[Text shown]
[start]

These inaccurate deferred tax calculations impacted the consolidated statement of operations for fiscal 2002 by increasing the income tax benefit, and by decreasing the loss from continuing operations, by $6.4 million, and by increasing the charge resulting from the cumulative effect of accounting change related to the adoption of SFAS No. 142 by $14.5 million. The net effect of these errors increases the reported $109.3 million net loss attributable to common shareholders in fiscal 2002 by $8.1 million, to $117.4 million.

For periods subsequent to fiscal 2002, these errors only affected our consolidated balance sheets through the impact of increased net deferred tax liabilities and decreased retained earnings. There was no impact in any year due to this restatement on net cash provided by operating, investing, or financing activities on the consolidated statements of cash flows.
 
The following discussion in this Management’s Discussion and Analysis of Financial Condition and Results of Operations reflects the effects of this restatement where applicable.


Overview

Our operating results in fiscal 2005 showed significant year-over-year improvement in nearly every area, including increased sales, improved gross margins, and lower operating costs. For the fiscal year ended August 31, 2005, we reported net income (before preferred dividends and loss on preferred stock recapitalization) of $10.2 million, compared to a net loss of $10.2 million in the prior year. Our operating income for the year ended August 31, 2005 improved by $18.0 million as we recognized operating income of $8.9 million compared to an operating loss of $9.1 million in fiscal 2004. The primary factors that influenced our financial results for the fiscal year ended August 31, 2005 were as follows:

 l
Sales Performance - Our total sales increased by $8.1 million, which represented the first increase in year-over-year sales performance in several years. The increase in total sales was due to improved training and consulting services sales, which increased $18.1 million compared to fiscal 2004. Increased training and consulting sales was attributable to improvements in both domestic and international delivery channels. During fiscal 2005 we also completed significant enhancements to our successful and well-known The 7 Habits of Highly Effective People training course and related products. We believe that our refreshed course materials and related products, in combination with our new training offerings, will contribute to continuing improvements in our training and consulting sales performance.

[end]

[Dataset records]
[start]

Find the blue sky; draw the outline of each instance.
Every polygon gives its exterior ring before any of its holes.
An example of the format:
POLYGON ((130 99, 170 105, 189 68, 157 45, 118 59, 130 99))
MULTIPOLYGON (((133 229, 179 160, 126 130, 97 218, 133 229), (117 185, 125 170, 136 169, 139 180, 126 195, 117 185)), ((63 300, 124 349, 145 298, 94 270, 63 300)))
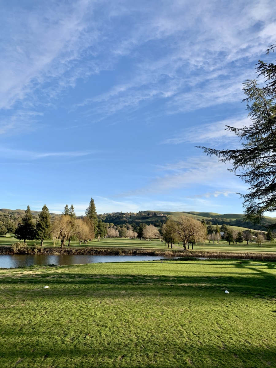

[end]

[What is asked]
**A.** Translate this sentence from the financial report excerpt into Spanish: "There was no impact in any year due to this restatement on net cash provided by operating, investing, or financing activities on the consolidated statements of cash flows."
**B.** Decide whether each statement agrees with the financial report excerpt. Answer yes or no for each, and quote the deciding words.
(i) Operating income for the year ended August 31, 2005 was $8.9 million.
(ii) Total sales fell in fiscal 2005.
(iii) The errors raised the fiscal 2002 net loss attributable to common shareholders by $14.5 million.
**C.** Retype the financial report excerpt from "These inaccurate deferred" up to and including "million, to $117.4 million.".

[Task results]
**A.** En ningún año hubo impacto alguno, debido a esta reexpresión, en el efectivo neto proporcionado por las actividades de operación, inversión o financiamiento en los estados consolidados de flujos de efectivo.

**B.**
(i) Yes: "we recognized operating income of $8.9 million"
(ii) No: "Our total sales increased by $8.1 million"
(iii) No: "increases the reported $109.3 million net loss attributable to common shareholders in fiscal 2002 by $8.1 million, to $117.4 million"

**C.**
These inaccurate deferred tax calculations impacted the consolidated statement of operations for fiscal 2002 by increasing the income tax benefit, and by decreasing the loss from continuing operations, by $6.4 million, and by increasing the charge resulting from the cumulative effect of accounting change related to the adoption of SFAS No. 142 by $14.5 million. The net effect of these errors increases the reported $109.3 million net loss attributable to common shareholders in fiscal 2002 by $8.1 million, to $117.4 million.